Exercise directions: Rewrite the passage of the hyper-personalization article below that opens with the words containing "In this article, I’ll" and closes with "with it at all.", putting "baseball jerseys" in place of "soccer jerseys".
Supplied text start
Hyper-personalization. What the heck is that?
As apparel decorators, we are used to decorating shirts with quantity. That’s the established norm. Shops everywhere shy away from doing anything that doesn’t “feed the beast” and keep those presses humming!
But something interesting is happening with the notion of marrying technology and our industry that may just have some profitable legs.
Here’s something I want you to consider. Today is the slowest day for the world for technological change. Smart people everywhere are inventing new ways of working, printing, communicating, and processing information.
Tomorrow will be faster than today. The next day will have better tools to use.
In this article, I’ll be connecting some things that I see today with some possibilities for the future. Will I get it right? Who the heck knows?
But I’m willing to think about it and write down some thoughts.
What is Hyper-Personalization?
Simple. This is a personalizing the garment to a unique individual.
Very small decoration runs. Usually just one piece, but the print edition can be more if there is a unique something about it that is made to be for someone with a specific change to the garment.
Hyper-Personalization: The Present
Our industry personalizes garments in a multitude of ways. We heat press names on the back of soccer jerseys or embroidery “Larry” on the right chest of some mechanics work shirt. Those standards have been around for a long time. You may even produce those types of orders in your shop. Nothing wrong with it at all.
Supplied text end
Supplied information start
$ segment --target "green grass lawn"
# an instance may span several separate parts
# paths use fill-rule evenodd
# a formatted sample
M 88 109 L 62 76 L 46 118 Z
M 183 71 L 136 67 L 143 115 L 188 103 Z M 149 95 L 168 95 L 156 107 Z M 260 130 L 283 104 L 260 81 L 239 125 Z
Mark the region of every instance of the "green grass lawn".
Supplied information end
Task result:
In this article, I’ll be connecting some things that I see today with some possibilities for the future. Will I get it right? Who the heck knows?
But I’m willing to think about it and write down some thoughts.
What is Hyper-Personalization?
Simple. This is a personalizing the garment to a unique individual.
Very small decoration runs. Usually just one piece, but the print edition can be more if there is a unique something about it that is made to be for someone with a specific change to the garment.
Hyper-Personalization: The Present
Our industry personalizes garments in a multitude of ways. We heat press names on the back of baseball jerseys or embroidery “Larry” on the right chest of some mechanics work shirt. Those standards have been around for a long time. You may even produce those types of orders in your shop. Nothing wrong with it at all.